> _EXERCISE OBJECTIVE_:
Write out exactly the lines of the entries below, from the first through the line containing "negative clicks: (630, 902)", and nothing beyond them.

> _DATA FOR THIS TASK_:
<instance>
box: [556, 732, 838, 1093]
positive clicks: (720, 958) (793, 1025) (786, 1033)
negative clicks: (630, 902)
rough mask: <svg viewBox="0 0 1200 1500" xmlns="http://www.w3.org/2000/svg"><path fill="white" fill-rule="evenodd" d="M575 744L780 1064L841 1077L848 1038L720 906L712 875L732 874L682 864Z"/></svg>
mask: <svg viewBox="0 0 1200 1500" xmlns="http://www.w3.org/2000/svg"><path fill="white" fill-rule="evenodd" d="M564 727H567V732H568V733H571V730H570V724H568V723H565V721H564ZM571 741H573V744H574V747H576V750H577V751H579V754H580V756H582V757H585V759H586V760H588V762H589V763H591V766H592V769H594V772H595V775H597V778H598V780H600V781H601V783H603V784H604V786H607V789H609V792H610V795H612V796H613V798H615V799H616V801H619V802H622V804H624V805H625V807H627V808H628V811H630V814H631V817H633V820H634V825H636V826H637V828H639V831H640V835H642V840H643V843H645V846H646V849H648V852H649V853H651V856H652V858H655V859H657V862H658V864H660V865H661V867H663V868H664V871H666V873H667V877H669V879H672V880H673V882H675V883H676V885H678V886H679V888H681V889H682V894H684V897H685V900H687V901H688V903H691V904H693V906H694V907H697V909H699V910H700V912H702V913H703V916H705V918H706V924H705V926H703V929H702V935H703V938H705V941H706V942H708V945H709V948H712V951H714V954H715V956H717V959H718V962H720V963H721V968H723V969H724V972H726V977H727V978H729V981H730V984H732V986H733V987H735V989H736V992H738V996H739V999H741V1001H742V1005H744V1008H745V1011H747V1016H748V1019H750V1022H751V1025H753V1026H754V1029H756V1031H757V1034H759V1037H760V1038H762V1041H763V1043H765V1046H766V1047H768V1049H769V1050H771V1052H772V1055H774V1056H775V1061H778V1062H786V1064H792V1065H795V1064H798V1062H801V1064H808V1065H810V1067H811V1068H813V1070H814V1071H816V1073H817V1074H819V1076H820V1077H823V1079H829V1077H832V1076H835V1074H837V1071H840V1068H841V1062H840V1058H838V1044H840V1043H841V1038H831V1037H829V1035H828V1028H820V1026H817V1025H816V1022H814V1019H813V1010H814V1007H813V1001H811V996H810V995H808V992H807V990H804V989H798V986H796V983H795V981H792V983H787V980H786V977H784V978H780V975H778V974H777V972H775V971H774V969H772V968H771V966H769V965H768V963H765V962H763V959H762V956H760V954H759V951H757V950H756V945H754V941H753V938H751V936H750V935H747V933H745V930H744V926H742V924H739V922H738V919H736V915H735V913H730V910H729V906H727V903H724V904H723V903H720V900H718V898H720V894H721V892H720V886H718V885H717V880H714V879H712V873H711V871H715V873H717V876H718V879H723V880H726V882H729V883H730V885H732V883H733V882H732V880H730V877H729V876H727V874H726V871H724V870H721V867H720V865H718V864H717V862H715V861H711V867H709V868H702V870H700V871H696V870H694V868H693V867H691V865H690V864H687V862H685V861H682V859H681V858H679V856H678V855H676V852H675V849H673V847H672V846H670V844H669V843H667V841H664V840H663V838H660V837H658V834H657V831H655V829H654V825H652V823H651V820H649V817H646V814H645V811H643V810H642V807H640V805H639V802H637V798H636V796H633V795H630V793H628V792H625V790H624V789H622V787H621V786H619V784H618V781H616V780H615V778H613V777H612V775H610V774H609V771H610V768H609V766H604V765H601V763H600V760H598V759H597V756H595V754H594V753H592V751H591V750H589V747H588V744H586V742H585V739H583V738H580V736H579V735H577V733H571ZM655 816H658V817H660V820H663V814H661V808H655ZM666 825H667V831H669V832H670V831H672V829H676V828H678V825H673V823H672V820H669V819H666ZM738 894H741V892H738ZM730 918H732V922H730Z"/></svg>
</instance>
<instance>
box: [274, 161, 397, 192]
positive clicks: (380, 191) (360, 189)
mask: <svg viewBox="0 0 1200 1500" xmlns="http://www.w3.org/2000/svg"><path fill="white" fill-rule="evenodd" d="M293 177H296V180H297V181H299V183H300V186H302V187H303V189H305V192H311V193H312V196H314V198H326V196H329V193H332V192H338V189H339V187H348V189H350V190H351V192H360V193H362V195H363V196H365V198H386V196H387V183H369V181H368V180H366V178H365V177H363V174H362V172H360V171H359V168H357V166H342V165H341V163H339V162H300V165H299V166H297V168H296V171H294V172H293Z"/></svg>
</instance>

> _SOLUTION TO THE PROBLEM_:
<instance>
box: [556, 732, 838, 1093]
positive clicks: (720, 958) (793, 1025) (786, 1033)
negative clicks: (630, 902)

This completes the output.